Short exercise |
All the data below goes into the copy word for word, but the pictures don't.

Items listed in a dataset
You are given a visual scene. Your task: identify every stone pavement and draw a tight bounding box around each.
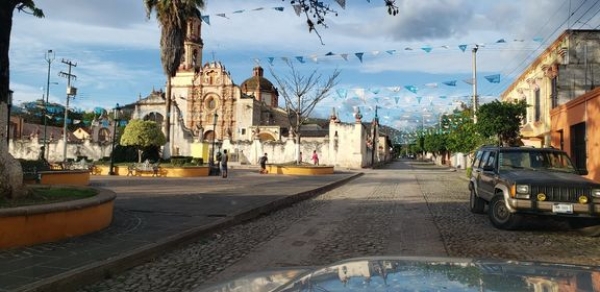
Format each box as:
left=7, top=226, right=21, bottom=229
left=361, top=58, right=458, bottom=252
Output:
left=0, top=169, right=360, bottom=292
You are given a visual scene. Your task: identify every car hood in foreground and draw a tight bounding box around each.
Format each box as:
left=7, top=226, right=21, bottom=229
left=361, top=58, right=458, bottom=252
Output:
left=195, top=257, right=600, bottom=292
left=502, top=170, right=600, bottom=186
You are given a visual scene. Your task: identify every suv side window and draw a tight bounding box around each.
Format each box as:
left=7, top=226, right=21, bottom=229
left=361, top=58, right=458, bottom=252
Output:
left=477, top=151, right=490, bottom=168
left=483, top=151, right=496, bottom=168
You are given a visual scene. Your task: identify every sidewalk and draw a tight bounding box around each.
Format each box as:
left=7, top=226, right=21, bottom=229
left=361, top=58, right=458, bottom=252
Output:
left=0, top=168, right=360, bottom=292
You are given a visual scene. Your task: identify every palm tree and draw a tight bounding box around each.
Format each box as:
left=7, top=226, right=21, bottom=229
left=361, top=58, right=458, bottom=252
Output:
left=144, top=0, right=204, bottom=157
left=0, top=0, right=44, bottom=198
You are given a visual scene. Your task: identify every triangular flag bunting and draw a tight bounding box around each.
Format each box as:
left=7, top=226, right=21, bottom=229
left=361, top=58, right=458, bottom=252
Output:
left=485, top=74, right=500, bottom=83
left=293, top=4, right=302, bottom=16
left=404, top=85, right=417, bottom=93
left=354, top=53, right=365, bottom=63
left=202, top=15, right=210, bottom=25
left=335, top=0, right=346, bottom=9
left=442, top=80, right=456, bottom=86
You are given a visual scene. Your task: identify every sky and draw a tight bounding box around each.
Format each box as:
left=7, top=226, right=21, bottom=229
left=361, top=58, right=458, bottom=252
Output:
left=9, top=0, right=600, bottom=130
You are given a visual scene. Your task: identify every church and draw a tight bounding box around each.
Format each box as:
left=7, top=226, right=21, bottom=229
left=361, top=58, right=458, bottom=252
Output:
left=129, top=19, right=298, bottom=157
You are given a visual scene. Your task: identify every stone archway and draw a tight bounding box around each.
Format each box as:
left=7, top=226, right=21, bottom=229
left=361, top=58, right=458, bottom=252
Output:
left=258, top=132, right=275, bottom=142
left=142, top=112, right=164, bottom=125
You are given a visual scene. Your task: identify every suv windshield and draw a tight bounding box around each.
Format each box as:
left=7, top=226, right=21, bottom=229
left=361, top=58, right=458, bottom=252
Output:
left=498, top=151, right=576, bottom=172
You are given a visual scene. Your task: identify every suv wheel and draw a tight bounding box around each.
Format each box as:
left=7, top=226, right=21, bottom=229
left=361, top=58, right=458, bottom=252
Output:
left=469, top=186, right=485, bottom=214
left=488, top=194, right=521, bottom=230
left=569, top=218, right=600, bottom=237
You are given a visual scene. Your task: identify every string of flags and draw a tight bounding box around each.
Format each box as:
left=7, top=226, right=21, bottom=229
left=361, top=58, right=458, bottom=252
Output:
left=201, top=0, right=382, bottom=25
left=256, top=37, right=543, bottom=66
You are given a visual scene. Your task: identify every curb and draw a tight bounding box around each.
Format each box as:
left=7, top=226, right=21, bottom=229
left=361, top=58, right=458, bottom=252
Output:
left=14, top=173, right=363, bottom=292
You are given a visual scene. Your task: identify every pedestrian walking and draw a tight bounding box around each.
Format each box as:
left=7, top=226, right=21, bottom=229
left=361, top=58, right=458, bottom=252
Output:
left=311, top=150, right=319, bottom=165
left=258, top=153, right=269, bottom=174
left=221, top=149, right=229, bottom=178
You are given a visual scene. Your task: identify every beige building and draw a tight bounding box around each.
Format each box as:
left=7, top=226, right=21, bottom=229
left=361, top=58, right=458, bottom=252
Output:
left=500, top=30, right=600, bottom=147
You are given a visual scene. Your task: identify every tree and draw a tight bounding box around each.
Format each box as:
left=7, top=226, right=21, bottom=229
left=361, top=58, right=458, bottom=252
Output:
left=270, top=60, right=340, bottom=163
left=0, top=0, right=44, bottom=198
left=144, top=0, right=204, bottom=157
left=284, top=0, right=399, bottom=44
left=121, top=119, right=166, bottom=162
left=476, top=100, right=527, bottom=145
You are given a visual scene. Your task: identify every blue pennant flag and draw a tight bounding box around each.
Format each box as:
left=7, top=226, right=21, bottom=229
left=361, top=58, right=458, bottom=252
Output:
left=442, top=80, right=456, bottom=86
left=485, top=74, right=500, bottom=83
left=335, top=88, right=348, bottom=98
left=202, top=15, right=210, bottom=25
left=404, top=85, right=418, bottom=93
left=354, top=53, right=365, bottom=63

Exercise solution |
You are given a visual scene. Your task: identify every stone pavement and draw a tight bounding box around each.
Format each box as:
left=7, top=226, right=21, bottom=229
left=361, top=58, right=458, bottom=252
Output:
left=0, top=169, right=360, bottom=292
You are given a visual scene. Your task: identify every car hood in foreground and draw a tight bounding box around each.
Format each box as:
left=7, top=226, right=21, bottom=229
left=361, top=58, right=458, bottom=252
Output:
left=195, top=257, right=600, bottom=292
left=502, top=170, right=600, bottom=186
You are given a visual scene. Your task: identify every suv side window and draw a tight bounding box around each.
Format each box as:
left=7, top=226, right=21, bottom=229
left=361, top=58, right=458, bottom=252
Output:
left=477, top=151, right=490, bottom=168
left=483, top=151, right=496, bottom=168
You are given a visual scene. Your task: identify every sidewalk and draw a tight bounding box around each.
Format each box as:
left=7, top=226, right=21, bottom=229
left=361, top=58, right=458, bottom=252
Output:
left=0, top=168, right=360, bottom=292
You are given a visual scene. Your task: identify every palm tree and draw a tight bounding box around each.
Format each box as:
left=7, top=226, right=21, bottom=229
left=361, top=58, right=458, bottom=252
Output:
left=144, top=0, right=204, bottom=157
left=0, top=0, right=44, bottom=198
You are given a visual scene. Your task: identify every triangular flag bunting and draw a tight bounding box around each.
Format each box as:
left=7, top=226, right=21, bottom=229
left=361, top=58, right=458, bottom=252
Output:
left=485, top=74, right=500, bottom=83
left=293, top=4, right=302, bottom=16
left=404, top=85, right=417, bottom=93
left=354, top=53, right=365, bottom=63
left=202, top=15, right=210, bottom=25
left=335, top=0, right=346, bottom=9
left=442, top=80, right=456, bottom=86
You are given a visual scene. Your task: identify every sky and draw a tight bounding box around each.
Format each box as:
left=7, top=226, right=21, bottom=229
left=361, top=58, right=458, bottom=252
Output:
left=9, top=0, right=600, bottom=130
You are given a visual scene. Your task: identify every church and draw a tight bounding box around each.
Format each box as:
left=7, top=226, right=21, bottom=229
left=361, top=58, right=458, bottom=252
Output:
left=129, top=19, right=298, bottom=157
You are given a visual scene. Your task: identify every stone archway and draw a tight bounding box around each.
Format each box as:
left=7, top=226, right=21, bottom=229
left=361, top=58, right=458, bottom=252
Output:
left=258, top=132, right=275, bottom=142
left=142, top=112, right=164, bottom=125
You are given a visual scene. Your task: identify every suv windshield and draw a tight bounding box around each.
Format each box as:
left=7, top=226, right=21, bottom=229
left=361, top=58, right=458, bottom=252
Output:
left=498, top=151, right=576, bottom=172
You are given a visual scene. Your task: identify every suv wheel and draw a tight bounding box around each.
Format each box as:
left=7, top=226, right=21, bottom=229
left=361, top=58, right=458, bottom=252
Output:
left=469, top=186, right=485, bottom=214
left=488, top=194, right=521, bottom=230
left=569, top=218, right=600, bottom=237
You are given a visual scene. Your task: identify every string of flags and draw a tight bounding box around each.
Format each box as:
left=7, top=226, right=21, bottom=229
left=361, top=58, right=458, bottom=252
Output:
left=201, top=0, right=382, bottom=25
left=256, top=37, right=543, bottom=66
You are given a visual scene. Your task: identify every curb and draw a tight bounding box around each.
Format each box as:
left=7, top=226, right=21, bottom=229
left=361, top=58, right=458, bottom=252
Output:
left=14, top=173, right=363, bottom=292
You are given a visual scene. Your task: identify every pedestrian walking and draw a tight bounding box around each.
Format each box as:
left=7, top=226, right=21, bottom=229
left=361, top=58, right=458, bottom=252
Output:
left=311, top=150, right=319, bottom=165
left=258, top=153, right=269, bottom=174
left=221, top=149, right=229, bottom=178
You are given a visual scene. Your task: identify every beige building and draw a tight bounding box around each.
Format each box as:
left=7, top=226, right=21, bottom=229
left=361, top=58, right=458, bottom=252
Output:
left=500, top=30, right=600, bottom=147
You are given a visual scene. Your task: identify every tree and draw a tight bounding box around each.
Format each box as:
left=7, top=226, right=21, bottom=229
left=361, top=58, right=458, bottom=252
Output:
left=270, top=60, right=340, bottom=163
left=0, top=0, right=44, bottom=198
left=144, top=0, right=204, bottom=157
left=284, top=0, right=399, bottom=44
left=121, top=119, right=166, bottom=162
left=476, top=100, right=527, bottom=145
You are given a visual scene. Your task: identify every blue pennant flag and draw a tight bounding box around each.
Format each box as:
left=7, top=226, right=21, bottom=229
left=361, top=58, right=458, bottom=252
Output:
left=442, top=80, right=456, bottom=86
left=485, top=74, right=500, bottom=83
left=335, top=88, right=348, bottom=98
left=202, top=15, right=210, bottom=25
left=404, top=85, right=418, bottom=93
left=354, top=53, right=365, bottom=63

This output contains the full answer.